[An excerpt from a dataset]
|---|

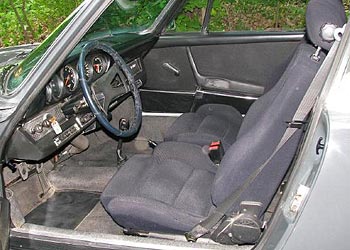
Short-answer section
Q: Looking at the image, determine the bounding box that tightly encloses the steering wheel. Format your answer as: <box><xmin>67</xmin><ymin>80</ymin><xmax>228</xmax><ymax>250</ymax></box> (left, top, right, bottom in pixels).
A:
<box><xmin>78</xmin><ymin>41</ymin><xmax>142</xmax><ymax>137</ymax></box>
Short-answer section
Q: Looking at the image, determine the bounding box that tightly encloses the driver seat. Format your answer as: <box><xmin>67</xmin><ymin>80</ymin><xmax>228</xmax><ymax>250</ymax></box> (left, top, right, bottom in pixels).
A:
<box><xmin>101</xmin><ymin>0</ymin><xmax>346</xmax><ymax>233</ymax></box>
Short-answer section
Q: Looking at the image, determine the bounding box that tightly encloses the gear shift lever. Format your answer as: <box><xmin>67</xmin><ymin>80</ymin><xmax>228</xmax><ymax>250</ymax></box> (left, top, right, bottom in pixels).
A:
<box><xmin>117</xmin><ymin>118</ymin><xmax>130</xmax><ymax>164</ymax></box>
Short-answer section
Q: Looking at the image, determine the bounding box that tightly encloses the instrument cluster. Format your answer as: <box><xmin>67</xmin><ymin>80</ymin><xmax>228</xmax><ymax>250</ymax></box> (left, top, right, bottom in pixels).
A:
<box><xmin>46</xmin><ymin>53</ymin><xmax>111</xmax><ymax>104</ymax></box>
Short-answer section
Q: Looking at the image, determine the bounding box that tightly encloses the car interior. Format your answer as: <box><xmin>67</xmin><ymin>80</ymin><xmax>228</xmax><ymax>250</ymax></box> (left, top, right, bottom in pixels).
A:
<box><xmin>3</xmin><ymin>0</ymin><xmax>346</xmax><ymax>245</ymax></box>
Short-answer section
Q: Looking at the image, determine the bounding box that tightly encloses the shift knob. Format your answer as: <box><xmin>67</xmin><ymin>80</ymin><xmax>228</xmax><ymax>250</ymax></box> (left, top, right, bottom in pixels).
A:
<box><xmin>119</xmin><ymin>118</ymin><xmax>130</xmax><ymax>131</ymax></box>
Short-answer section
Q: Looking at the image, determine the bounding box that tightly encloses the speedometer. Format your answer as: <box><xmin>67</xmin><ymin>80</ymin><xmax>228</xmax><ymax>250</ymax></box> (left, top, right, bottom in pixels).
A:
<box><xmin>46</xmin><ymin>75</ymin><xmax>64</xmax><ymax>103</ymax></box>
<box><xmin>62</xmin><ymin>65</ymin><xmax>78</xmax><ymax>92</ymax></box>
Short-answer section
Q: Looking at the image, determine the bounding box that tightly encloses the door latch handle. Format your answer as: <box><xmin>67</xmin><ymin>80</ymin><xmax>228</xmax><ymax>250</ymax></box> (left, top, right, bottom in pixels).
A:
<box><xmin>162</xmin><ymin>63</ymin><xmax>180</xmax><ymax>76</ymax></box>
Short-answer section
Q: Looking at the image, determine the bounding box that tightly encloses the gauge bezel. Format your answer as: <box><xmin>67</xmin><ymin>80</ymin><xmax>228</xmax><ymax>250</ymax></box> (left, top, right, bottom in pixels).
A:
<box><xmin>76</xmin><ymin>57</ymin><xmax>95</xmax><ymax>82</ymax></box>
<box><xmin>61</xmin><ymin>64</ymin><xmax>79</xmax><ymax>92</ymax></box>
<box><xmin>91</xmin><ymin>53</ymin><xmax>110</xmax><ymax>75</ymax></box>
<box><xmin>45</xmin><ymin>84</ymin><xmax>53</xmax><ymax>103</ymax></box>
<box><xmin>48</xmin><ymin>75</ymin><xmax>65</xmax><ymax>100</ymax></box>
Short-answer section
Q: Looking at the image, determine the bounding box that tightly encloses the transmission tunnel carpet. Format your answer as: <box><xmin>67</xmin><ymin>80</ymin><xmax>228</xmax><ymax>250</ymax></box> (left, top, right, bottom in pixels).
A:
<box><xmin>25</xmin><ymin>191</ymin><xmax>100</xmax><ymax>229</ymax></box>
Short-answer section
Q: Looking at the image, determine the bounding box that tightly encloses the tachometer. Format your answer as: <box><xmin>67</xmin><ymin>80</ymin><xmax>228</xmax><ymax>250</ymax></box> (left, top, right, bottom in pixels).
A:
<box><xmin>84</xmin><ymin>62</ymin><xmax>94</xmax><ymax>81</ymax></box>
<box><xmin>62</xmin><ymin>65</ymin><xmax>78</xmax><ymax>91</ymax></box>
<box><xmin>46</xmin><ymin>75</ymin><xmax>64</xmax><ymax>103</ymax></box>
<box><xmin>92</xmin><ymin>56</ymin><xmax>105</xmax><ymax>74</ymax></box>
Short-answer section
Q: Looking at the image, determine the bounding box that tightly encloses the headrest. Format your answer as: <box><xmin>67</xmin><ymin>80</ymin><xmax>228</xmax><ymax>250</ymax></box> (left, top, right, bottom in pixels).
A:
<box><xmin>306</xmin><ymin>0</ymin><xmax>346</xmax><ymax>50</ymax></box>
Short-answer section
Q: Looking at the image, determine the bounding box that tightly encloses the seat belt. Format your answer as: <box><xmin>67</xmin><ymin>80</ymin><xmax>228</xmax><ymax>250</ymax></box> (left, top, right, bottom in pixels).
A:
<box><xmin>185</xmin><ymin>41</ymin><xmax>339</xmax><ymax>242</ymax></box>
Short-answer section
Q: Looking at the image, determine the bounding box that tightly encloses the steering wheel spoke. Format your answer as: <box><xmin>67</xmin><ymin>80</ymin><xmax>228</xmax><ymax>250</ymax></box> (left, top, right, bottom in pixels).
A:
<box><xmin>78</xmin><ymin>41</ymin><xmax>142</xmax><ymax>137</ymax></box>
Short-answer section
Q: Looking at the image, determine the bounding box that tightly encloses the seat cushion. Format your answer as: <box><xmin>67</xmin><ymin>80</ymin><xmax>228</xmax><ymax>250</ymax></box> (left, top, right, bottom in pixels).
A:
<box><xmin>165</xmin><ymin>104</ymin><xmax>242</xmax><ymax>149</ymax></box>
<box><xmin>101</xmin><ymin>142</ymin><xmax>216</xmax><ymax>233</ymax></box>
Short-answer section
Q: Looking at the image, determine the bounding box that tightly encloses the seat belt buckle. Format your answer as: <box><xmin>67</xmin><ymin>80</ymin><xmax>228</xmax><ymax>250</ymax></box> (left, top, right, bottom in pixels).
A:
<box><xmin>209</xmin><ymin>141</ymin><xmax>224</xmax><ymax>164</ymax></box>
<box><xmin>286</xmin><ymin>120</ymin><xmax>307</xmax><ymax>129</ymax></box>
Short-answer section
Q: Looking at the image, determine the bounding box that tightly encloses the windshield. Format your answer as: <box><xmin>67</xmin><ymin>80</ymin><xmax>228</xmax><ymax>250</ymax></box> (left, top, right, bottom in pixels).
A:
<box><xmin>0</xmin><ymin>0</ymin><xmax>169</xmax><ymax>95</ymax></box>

|---|

* Work required: Find each line in the items above that contains the string "door", and copy those lines. Case counts.

* Answer to this problem:
Q: Looking at the image, determine the bounding box that tightly encloses the door latch handle. Format your answer as: <box><xmin>67</xmin><ymin>80</ymin><xmax>228</xmax><ymax>250</ymax></box> (left, top, right, bottom in pixels).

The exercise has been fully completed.